Type out all the data below, word for word.

**Data records:**
##########

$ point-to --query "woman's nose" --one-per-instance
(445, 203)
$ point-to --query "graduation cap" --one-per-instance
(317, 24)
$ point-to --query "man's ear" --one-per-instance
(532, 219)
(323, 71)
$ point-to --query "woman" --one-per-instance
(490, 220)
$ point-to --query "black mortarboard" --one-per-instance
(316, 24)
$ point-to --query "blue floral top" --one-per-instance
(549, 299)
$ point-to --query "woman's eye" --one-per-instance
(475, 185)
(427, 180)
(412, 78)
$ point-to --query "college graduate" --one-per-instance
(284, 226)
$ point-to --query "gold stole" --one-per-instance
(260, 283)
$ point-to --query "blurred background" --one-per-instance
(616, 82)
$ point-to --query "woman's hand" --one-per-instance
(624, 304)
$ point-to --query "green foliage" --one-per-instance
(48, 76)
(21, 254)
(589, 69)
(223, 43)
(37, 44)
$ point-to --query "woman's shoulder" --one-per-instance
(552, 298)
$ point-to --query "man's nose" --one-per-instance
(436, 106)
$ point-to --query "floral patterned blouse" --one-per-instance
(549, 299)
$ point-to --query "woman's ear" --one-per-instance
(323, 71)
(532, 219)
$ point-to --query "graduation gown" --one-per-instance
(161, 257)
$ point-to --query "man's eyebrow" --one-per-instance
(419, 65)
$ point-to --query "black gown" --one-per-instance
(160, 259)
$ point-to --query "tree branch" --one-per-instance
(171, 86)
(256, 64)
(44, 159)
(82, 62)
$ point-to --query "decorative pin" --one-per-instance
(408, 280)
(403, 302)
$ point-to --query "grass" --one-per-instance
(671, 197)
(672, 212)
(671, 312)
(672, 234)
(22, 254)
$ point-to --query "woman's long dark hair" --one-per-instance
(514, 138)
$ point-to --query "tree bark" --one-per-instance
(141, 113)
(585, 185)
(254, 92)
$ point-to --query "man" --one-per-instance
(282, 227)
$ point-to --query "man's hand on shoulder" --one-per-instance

##########

**Output for this task:**
$ point-to --query "woman's nose" --one-per-instance
(445, 203)
$ point-to --query "graduation cap" --one-per-instance
(317, 24)
$ point-to --query "man's ear" --one-per-instance
(532, 219)
(323, 71)
$ point-to --query "woman" --one-per-instance
(490, 220)
$ point-to --query "black mortarboard" --one-per-instance
(316, 24)
$ point-to --query "blue floral top" --one-per-instance
(549, 299)
$ point-to --query "woman's eye" --one-per-instance
(475, 185)
(427, 180)
(412, 78)
$ point-to --query "college graduate" --one-per-instance
(284, 226)
$ point-to --query "gold stole" --one-per-instance
(260, 283)
$ point-to --query "blurred background" --one-per-instance
(616, 82)
$ point-to --query "woman's hand" --one-per-instance
(624, 304)
$ point-to --query "green foliage" --one-per-instance
(48, 76)
(21, 254)
(589, 69)
(223, 43)
(37, 44)
$ point-to --query "woman's shoulder" --one-per-instance
(552, 298)
$ point-to --query "man's nose" --one-per-instance
(436, 106)
$ point-to --query "floral patterned blouse" --one-per-instance
(549, 299)
$ point-to --query "woman's ear" --one-per-instance
(323, 71)
(532, 219)
$ point-to --query "graduation gown" --one-per-instance
(161, 257)
$ point-to --query "man's eyebrow" --one-per-instance
(419, 65)
$ point-to --query "black gown" --one-per-instance
(160, 259)
$ point-to --query "tree branch" --one-per-instance
(171, 86)
(256, 64)
(44, 159)
(82, 62)
$ point-to --query "decorative pin" --one-per-instance
(408, 280)
(403, 302)
$ point-to --query "grass" --one-per-instance
(671, 197)
(672, 212)
(671, 312)
(672, 234)
(22, 254)
$ point-to --query "woman's long dark hair" --one-per-instance
(514, 138)
$ point-to --query "tree bark" --one-per-instance
(141, 113)
(585, 185)
(254, 92)
$ point-to --query "man" --one-per-instance
(282, 227)
$ point-to --query "man's hand on shoulder" --one-per-instance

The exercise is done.